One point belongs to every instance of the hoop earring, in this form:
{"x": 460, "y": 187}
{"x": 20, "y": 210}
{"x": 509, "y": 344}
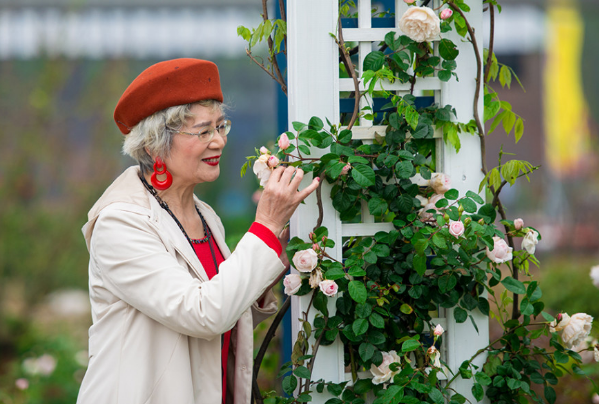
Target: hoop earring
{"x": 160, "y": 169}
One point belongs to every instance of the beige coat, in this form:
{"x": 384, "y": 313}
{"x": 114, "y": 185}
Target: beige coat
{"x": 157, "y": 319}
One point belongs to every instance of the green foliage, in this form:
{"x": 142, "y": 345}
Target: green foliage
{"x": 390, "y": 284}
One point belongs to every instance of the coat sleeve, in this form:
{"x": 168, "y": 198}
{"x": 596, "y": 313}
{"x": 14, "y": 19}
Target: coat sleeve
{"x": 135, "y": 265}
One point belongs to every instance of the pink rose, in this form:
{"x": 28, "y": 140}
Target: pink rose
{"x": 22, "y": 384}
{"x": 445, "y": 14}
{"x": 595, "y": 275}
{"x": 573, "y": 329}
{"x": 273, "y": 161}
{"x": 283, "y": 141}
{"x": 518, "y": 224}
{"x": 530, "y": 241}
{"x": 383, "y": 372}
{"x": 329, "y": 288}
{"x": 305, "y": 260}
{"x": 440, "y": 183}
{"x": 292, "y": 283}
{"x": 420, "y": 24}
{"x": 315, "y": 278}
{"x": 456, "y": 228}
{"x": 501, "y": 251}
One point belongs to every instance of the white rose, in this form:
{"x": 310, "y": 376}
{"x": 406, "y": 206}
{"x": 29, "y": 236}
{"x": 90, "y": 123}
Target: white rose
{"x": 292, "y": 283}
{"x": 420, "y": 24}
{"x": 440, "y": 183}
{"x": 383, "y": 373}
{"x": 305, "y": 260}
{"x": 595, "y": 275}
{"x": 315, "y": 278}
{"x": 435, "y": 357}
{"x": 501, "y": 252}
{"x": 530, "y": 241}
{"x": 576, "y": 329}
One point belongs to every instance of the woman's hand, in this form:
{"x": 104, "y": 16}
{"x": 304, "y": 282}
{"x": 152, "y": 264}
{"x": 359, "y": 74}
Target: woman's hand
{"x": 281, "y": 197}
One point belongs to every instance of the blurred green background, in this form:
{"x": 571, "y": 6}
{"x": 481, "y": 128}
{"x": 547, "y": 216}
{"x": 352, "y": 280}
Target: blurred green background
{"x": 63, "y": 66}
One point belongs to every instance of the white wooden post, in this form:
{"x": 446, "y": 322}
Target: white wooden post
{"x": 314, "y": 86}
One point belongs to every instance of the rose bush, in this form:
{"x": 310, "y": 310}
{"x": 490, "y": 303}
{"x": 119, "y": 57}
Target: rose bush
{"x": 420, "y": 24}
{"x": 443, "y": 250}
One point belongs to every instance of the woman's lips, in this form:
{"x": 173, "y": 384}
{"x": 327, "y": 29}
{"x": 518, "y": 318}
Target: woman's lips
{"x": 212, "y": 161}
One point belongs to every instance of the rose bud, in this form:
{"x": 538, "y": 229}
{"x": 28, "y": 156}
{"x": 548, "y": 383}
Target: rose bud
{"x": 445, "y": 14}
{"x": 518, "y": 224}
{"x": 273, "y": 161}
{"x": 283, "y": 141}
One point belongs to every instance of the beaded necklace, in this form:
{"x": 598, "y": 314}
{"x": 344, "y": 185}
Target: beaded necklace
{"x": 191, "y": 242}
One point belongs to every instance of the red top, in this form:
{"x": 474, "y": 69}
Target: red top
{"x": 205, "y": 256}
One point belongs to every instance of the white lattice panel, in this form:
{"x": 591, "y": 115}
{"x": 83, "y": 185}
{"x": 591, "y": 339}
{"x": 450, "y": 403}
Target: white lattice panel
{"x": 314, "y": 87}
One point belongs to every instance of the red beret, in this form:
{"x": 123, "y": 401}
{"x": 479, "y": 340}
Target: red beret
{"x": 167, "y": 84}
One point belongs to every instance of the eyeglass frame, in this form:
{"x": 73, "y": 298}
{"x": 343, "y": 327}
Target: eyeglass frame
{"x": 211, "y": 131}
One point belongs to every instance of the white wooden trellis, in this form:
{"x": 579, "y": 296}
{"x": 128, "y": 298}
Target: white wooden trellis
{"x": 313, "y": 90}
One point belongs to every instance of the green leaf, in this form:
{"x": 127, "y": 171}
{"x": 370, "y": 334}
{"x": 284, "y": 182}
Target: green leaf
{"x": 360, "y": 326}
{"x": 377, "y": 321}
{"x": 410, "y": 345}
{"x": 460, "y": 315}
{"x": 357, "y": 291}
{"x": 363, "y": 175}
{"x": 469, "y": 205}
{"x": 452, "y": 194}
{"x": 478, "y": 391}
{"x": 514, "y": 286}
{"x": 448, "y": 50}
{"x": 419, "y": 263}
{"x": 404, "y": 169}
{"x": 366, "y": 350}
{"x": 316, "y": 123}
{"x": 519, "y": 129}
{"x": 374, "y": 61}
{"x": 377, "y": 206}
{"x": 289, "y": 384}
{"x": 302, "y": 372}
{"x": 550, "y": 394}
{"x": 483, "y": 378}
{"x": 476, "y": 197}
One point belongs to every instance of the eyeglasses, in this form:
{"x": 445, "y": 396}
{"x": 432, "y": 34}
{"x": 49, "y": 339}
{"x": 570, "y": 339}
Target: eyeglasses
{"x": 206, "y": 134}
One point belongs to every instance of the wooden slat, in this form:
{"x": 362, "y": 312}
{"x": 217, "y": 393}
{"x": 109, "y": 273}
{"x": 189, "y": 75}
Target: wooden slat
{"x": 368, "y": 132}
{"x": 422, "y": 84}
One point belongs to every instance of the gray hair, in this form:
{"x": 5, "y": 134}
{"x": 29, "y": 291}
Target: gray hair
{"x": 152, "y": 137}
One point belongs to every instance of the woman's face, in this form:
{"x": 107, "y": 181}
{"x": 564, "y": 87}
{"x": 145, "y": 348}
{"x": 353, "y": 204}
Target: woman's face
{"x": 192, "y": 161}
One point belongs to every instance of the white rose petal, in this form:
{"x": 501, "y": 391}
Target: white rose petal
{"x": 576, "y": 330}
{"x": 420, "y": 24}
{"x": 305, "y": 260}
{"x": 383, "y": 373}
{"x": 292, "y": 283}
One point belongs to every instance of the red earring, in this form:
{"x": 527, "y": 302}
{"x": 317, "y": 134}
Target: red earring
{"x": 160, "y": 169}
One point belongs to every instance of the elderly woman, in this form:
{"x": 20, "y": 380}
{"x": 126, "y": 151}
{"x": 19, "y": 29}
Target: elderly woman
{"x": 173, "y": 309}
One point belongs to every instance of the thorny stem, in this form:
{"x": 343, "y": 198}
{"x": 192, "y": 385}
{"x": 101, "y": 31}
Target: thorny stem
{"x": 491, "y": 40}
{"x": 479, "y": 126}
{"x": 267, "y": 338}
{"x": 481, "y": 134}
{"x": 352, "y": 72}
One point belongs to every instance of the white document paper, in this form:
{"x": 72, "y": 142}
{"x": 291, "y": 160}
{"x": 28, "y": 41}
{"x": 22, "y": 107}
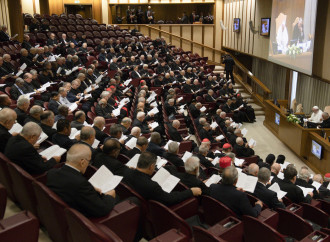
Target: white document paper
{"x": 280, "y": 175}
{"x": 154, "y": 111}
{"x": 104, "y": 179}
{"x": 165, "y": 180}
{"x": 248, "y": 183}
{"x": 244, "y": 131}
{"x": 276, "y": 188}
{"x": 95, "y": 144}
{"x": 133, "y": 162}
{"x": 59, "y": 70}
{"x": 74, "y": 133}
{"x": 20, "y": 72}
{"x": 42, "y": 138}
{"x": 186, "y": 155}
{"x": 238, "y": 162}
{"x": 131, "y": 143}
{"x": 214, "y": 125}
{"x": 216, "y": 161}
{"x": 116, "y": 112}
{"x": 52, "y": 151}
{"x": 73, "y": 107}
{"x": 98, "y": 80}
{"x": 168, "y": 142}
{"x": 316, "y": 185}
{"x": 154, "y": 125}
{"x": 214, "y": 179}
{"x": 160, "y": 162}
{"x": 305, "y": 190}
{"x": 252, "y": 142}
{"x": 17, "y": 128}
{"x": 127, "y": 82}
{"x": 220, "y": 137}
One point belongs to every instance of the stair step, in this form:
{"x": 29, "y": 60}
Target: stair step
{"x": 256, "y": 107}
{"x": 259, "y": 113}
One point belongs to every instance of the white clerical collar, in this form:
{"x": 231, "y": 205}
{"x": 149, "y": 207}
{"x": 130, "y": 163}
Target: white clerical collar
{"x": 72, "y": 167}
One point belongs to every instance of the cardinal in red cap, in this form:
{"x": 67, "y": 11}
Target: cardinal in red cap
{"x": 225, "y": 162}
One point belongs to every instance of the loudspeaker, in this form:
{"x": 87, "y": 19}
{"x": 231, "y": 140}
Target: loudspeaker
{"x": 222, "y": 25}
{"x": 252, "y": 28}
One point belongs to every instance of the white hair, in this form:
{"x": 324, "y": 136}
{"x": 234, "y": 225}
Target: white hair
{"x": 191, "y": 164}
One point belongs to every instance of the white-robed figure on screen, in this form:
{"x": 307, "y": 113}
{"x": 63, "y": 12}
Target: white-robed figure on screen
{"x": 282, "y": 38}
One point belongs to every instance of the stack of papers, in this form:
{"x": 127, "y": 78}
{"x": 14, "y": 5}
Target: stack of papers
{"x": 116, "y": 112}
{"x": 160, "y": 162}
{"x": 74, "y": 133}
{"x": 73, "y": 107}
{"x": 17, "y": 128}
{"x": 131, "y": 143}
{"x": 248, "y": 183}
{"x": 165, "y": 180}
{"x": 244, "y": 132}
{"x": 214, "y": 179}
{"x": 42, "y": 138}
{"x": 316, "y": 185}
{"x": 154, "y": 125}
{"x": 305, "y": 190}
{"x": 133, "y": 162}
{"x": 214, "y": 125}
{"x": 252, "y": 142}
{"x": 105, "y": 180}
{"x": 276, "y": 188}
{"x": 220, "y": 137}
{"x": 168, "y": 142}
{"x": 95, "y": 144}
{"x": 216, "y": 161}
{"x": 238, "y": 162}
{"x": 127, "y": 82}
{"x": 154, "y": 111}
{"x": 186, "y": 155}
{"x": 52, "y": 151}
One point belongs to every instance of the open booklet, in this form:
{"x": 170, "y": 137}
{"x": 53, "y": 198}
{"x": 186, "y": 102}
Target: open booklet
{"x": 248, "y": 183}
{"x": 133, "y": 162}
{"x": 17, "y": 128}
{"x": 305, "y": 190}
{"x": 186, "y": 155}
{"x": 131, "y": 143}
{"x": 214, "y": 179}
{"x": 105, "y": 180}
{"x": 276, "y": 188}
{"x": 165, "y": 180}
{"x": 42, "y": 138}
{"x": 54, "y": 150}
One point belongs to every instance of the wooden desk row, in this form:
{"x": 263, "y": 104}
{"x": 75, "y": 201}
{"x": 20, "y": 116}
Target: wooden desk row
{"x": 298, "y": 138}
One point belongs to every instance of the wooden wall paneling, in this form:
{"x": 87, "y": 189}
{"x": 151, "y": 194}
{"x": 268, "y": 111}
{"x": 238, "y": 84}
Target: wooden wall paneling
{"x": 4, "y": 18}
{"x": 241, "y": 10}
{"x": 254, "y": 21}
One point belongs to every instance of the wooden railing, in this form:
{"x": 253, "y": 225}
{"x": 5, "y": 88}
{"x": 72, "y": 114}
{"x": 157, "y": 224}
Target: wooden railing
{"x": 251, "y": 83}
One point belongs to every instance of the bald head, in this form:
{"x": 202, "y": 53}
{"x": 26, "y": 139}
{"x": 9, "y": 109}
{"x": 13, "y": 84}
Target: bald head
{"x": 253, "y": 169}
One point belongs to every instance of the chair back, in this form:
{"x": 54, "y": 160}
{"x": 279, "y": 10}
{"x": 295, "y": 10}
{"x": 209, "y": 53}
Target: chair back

####################

Task objective | The expected output is one number, the tally of lines above containing "chair".

Result below | 2